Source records
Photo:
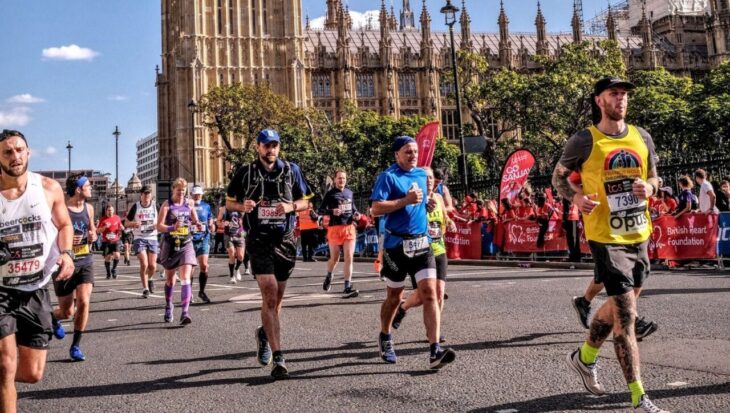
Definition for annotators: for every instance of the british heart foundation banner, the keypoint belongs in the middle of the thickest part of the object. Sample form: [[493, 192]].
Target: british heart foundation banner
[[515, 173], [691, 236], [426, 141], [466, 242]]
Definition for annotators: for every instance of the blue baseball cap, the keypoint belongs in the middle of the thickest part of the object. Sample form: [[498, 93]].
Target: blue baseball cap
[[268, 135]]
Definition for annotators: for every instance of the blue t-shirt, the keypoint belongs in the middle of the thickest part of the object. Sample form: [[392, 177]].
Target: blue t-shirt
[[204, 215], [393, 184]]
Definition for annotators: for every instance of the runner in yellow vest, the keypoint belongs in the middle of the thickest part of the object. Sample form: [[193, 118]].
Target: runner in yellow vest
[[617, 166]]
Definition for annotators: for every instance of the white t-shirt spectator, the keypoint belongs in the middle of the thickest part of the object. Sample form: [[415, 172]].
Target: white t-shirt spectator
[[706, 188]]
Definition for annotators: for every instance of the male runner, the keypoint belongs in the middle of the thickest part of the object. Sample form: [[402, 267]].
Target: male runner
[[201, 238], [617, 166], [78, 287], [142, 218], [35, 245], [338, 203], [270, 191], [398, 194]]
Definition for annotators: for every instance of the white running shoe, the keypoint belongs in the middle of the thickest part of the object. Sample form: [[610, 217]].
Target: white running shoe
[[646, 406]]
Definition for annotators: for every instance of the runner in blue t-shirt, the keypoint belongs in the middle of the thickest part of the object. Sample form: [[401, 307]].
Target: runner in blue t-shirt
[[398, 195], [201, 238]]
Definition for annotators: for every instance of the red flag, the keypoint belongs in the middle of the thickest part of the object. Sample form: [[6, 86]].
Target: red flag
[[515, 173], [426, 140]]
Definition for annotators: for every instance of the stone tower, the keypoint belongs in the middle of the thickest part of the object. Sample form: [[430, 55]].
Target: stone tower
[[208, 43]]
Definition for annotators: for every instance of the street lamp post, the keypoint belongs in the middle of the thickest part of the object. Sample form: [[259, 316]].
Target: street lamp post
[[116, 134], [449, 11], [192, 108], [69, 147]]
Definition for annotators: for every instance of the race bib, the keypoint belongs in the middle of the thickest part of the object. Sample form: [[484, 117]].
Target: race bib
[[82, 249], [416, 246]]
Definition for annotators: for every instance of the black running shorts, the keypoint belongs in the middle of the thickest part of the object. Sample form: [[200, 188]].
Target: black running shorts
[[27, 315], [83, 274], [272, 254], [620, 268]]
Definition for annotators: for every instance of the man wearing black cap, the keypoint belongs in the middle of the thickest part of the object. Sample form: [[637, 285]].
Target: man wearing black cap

---

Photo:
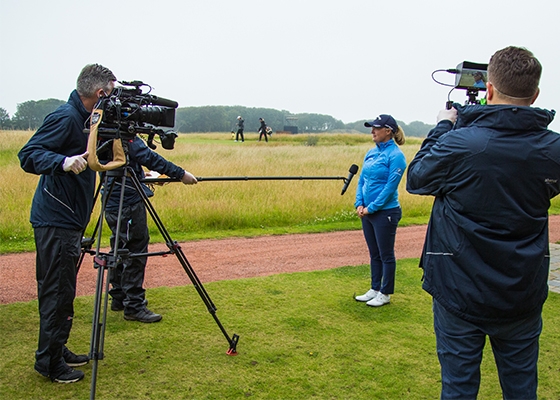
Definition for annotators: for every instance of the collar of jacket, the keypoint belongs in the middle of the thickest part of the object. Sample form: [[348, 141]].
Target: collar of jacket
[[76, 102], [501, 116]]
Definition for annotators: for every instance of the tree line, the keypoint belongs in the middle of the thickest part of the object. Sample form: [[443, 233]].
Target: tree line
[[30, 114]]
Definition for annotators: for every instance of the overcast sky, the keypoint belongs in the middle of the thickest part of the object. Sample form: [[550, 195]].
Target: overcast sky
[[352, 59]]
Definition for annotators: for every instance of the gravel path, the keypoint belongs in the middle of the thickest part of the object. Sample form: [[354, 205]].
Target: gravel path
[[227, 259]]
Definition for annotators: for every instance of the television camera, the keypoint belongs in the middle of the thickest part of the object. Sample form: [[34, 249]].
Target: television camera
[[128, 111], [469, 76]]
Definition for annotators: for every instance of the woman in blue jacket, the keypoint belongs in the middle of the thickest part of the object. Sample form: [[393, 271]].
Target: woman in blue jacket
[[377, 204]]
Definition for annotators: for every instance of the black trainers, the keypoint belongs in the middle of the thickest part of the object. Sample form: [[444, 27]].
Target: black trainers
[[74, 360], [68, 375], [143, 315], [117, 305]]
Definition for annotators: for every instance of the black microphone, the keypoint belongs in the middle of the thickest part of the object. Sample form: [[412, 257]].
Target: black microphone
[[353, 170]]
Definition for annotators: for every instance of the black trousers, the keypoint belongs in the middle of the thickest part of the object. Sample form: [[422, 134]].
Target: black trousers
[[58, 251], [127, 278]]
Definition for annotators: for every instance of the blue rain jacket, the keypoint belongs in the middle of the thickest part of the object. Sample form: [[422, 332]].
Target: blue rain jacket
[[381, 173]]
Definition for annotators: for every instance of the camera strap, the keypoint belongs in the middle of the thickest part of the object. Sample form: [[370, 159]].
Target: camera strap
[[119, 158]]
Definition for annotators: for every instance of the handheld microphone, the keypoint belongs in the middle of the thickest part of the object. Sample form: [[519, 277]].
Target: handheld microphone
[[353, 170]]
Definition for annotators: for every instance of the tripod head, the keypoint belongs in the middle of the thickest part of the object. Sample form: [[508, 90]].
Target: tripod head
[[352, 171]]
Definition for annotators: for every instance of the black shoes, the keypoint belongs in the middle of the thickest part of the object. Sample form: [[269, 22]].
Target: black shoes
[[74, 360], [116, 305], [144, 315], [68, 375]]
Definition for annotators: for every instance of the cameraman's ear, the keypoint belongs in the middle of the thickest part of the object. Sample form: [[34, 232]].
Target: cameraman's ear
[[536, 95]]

* * *

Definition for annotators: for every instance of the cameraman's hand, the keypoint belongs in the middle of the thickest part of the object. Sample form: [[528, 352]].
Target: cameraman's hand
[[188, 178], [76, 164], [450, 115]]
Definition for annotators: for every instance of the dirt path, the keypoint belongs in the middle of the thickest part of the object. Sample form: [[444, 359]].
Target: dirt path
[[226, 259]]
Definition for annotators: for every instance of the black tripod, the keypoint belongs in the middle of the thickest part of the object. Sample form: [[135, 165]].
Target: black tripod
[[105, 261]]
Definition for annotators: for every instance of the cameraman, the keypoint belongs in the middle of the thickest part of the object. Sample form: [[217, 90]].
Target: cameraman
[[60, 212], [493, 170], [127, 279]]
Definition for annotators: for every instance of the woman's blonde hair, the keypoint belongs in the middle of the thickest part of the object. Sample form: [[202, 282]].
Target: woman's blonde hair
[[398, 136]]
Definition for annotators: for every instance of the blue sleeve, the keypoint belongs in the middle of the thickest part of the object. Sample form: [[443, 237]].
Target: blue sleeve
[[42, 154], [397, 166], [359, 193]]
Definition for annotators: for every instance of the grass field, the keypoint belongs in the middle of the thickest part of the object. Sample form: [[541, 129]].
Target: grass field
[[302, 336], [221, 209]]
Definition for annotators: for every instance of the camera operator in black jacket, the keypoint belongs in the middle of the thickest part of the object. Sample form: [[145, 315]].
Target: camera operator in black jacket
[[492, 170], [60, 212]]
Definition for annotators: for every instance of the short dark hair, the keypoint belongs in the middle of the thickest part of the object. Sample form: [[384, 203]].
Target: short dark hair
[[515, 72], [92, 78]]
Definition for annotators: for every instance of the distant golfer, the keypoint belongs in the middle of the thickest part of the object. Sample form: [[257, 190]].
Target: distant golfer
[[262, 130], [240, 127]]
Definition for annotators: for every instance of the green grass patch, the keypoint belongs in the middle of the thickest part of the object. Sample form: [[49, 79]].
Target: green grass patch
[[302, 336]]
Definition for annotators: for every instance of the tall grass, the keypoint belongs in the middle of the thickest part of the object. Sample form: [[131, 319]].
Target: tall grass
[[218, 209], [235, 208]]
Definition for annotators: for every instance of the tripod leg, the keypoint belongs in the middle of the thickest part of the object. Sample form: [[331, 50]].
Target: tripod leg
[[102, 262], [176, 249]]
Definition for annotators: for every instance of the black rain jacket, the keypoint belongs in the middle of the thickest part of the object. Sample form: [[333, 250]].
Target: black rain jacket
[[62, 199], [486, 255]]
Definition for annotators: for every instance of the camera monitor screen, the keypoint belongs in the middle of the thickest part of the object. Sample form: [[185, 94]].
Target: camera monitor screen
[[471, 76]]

Directive
Lay out the material from the line containing "form: [[508, 90]]." up to and including the line containing "[[536, 95]]" as a numbered list, omitting any blank lines.

Problem solution
1. Definition for annotators: for every instance of the tripod head, the keypoint belongs in the middle of the thickest part of the object. Sample form: [[508, 90]].
2. Target: tripod head
3. [[352, 171]]
4. Definition for annotators: for every instance of the black shoes, the keypoint belongs in the middle of the thickest part of the object. Sample form: [[269, 22]].
5. Target: black shoes
6. [[74, 360], [116, 305], [144, 315], [68, 375]]
7. Definition for annotators: for every instance of the cameraman's ear, the keypoint belongs in the middle of the thickest part of the object. Sample form: [[34, 232]].
8. Target: cameraman's ear
9. [[536, 95]]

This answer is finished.